- _Text to read_:
Fig. 3 Electrochemical performance of Co-MOF@MXCNF: (a) CV curves of the Co-MOF@MXCNF electrode were recorded at various scan rates. (b) GCD curves of the Co-MOF@MXCNF electrode at different current densities. (c) The specific capacitance of the Co-MOF@MXCNF electrode vs. current density. (d) EIS. (e) log i plot of current (i) versus scan rate (v) for the Co-MOF@MXCNF electrode within the 2 to 100 mV s⁻¹ scan rate range. (f) Deconvolution of the CV curve of the Co-MOF electrode at a scan rate of 40 mV s⁻¹ into capacitive (pink) and diffusion-controlled contributions. (g) The variation of normalized capacitive (pink) and diffusion-controlled (blue) contributions as a function of scan rate. (h) Long-term cycling performance measured at 10 A g⁻¹ for 16 000 cycles, with the inset presenting the GCD profiles for the initial and final ten cycles.

To further interpret the storage mechanism of the Co-MOF@MXCNF heterostructures in the ammonium-comprising electrolyte, the b-values for the two redox peaks were determined using eqn (1) and (2).^37,38

i = av^b (1)

Excerpt from a data file:
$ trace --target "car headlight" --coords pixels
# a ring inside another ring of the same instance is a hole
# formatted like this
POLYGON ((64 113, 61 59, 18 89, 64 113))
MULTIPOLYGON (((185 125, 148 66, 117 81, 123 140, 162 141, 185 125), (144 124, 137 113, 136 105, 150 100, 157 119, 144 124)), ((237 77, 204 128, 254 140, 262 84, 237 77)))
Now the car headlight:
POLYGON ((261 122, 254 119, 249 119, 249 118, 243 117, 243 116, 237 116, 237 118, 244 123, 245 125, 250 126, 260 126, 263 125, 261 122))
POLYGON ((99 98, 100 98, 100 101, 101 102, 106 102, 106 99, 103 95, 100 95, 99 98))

- _Instructions for the task_: Repeat everything in the passage on the Co-MOF@MXCNF electrode from "Fig. 3 Electrochemical" down to "final ten cycles.". The lines of the data file play no part in what you need to do.

- _Task solution_:
Fig. 3 Electrochemical performance of Co-MOF@MXCNF: (a) CV curves of the Co-MOF@MXCNF electrode were recorded at various scan rates. (b) GCD curves of the Co-MOF@MXCNF electrode at different current densities. (c) The specific capacitance of the Co-MOF@MXCNF electrode vs. current density. (d) EIS. (e) log i plot of current (i) versus scan rate (v) for the Co-MOF@MXCNF electrode within the 2 to 100 mV s⁻¹ scan rate range. (f) Deconvolution of the CV curve of the Co-MOF electrode at a scan rate of 40 mV s⁻¹ into capacitive (pink) and diffusion-controlled contributions. (g) The variation of normalized capacitive (pink) and diffusion-controlled (blue) contributions as a function of scan rate. (h) Long-term cycling performance measured at 10 A g⁻¹ for 16 000 cycles, with the inset presenting the GCD profiles for the initial and final ten cycles.